§ Problem: Please summarize the article on Nutter and DC 33 in two sentences.

§ Page excerpt:
==================================================
Monday, July 28, 2014
Inquirer Daily News

Nutter will ask court to let him impose terms on DC 33

After years of stalemate, the Nutter administration on Friday asked a judge to allow the city to impose his "final offer" on the city's largest union.

Nutter will ask court to let him impose terms on DC 33

Philadelphia Mayor Michael Nutter (left) and Herman "Pete" Matthews (right), president of AFSCME District Council 33. (File photos)
Philadelphia Mayor Michael Nutter (left) and Herman "Pete" Matthews (right), president of AFSCME District Council 33. (File photos)

After years of stalemate, the Nutter administration on Friday asked a judge to allow the city to impose his "final offer" on the city's largest union. 

Nutter is seeking permission from a Common Pleas Court judge for the city to implement the plan he presented to District Council 33 two weeks ago. The plan includes incremental pay raises in exchange for cost reductions in overtime rules, possible furloughs, a less generous pension plan for new hires and other changes.

"Union leaders have held our public employees and the taxpayers hostage," Nutter said at a press conference. "We are no closer to an agreement today than we were four years ago."
==================================================
§ Raw records:

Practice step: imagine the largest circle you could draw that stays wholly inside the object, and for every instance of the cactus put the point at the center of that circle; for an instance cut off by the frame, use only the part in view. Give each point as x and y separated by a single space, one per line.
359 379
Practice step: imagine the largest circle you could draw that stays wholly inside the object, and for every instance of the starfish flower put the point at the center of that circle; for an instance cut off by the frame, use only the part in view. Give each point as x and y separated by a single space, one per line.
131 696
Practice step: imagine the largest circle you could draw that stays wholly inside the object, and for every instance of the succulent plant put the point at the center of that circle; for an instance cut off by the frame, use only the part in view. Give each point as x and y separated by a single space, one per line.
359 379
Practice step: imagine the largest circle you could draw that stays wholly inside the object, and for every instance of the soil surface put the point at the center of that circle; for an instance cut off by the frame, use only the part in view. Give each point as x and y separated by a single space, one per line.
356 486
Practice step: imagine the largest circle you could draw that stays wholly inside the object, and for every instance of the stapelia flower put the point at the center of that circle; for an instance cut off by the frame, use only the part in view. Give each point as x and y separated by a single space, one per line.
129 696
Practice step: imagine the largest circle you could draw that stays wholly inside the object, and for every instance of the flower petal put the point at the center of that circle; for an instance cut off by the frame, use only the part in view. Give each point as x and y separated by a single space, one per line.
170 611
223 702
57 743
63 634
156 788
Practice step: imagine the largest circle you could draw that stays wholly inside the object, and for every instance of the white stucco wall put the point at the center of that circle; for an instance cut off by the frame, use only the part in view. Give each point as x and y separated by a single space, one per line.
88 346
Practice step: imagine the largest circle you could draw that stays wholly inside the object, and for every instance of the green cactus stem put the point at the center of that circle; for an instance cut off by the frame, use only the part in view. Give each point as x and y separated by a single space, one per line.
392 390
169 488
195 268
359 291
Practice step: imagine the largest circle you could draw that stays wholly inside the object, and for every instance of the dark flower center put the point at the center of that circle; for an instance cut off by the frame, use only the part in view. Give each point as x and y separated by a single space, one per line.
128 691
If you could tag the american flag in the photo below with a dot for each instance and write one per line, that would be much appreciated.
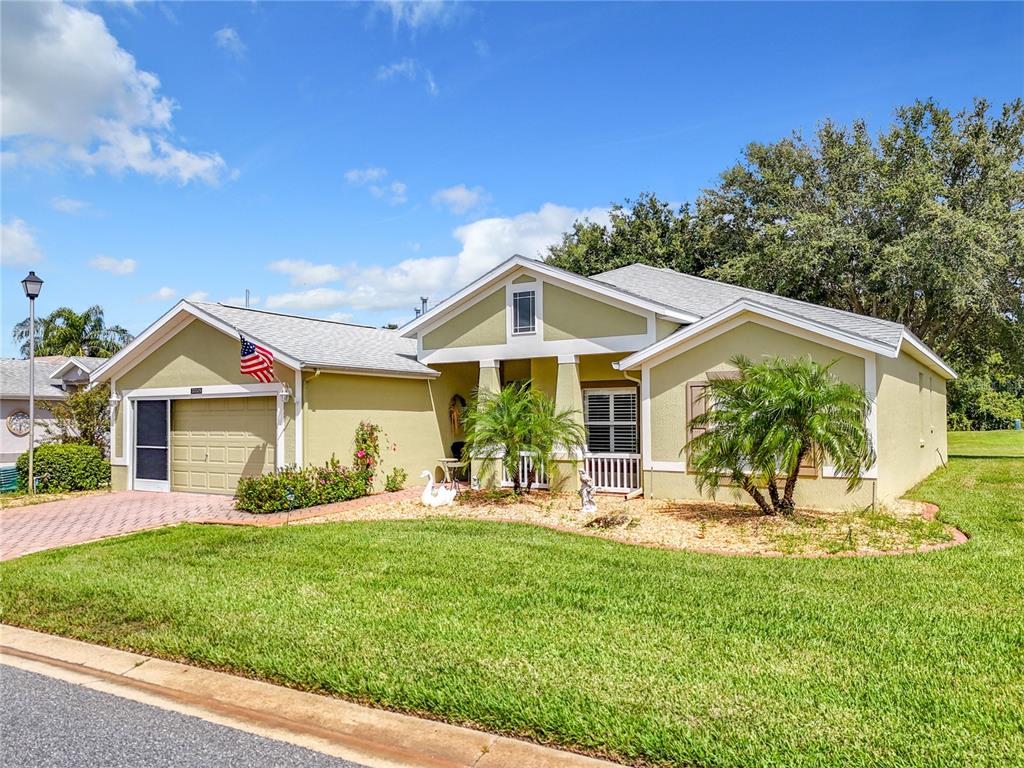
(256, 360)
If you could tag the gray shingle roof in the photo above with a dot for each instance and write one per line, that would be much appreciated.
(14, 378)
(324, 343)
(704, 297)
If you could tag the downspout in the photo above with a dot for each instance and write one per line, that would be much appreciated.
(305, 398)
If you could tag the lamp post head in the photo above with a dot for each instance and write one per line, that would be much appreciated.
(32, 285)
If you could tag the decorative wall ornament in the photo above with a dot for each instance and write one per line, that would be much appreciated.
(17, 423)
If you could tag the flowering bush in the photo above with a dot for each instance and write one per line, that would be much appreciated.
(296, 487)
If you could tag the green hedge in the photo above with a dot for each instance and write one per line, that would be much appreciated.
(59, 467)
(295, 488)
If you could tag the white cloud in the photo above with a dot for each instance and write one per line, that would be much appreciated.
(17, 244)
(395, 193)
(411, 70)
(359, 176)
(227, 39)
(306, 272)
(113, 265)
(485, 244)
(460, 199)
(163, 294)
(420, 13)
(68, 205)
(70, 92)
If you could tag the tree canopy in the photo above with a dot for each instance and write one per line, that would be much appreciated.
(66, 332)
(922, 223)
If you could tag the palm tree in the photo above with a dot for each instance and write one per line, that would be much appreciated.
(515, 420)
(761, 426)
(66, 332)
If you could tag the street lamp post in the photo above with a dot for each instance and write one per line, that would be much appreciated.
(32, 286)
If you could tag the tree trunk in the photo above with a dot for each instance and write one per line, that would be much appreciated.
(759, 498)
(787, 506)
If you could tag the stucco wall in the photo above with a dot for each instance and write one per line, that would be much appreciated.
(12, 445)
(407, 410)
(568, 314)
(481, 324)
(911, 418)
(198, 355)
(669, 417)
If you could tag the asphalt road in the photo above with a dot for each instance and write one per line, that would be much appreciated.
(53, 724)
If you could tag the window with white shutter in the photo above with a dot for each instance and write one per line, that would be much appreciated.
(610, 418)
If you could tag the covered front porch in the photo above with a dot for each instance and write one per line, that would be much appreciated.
==================================================
§ Task output: After years of stalemate, the Nutter administration on Friday asked a Common Pleas Court judge to let the city impose the mayor's "final offer" on District Council 33, the city's largest union. The plan, presented two weeks earlier, trades incremental pay raises for cost reductions in overtime rules, possible furloughs and a less generous pension plan for new hires, and Nutter said the two sides were no closer to an agreement than four years ago.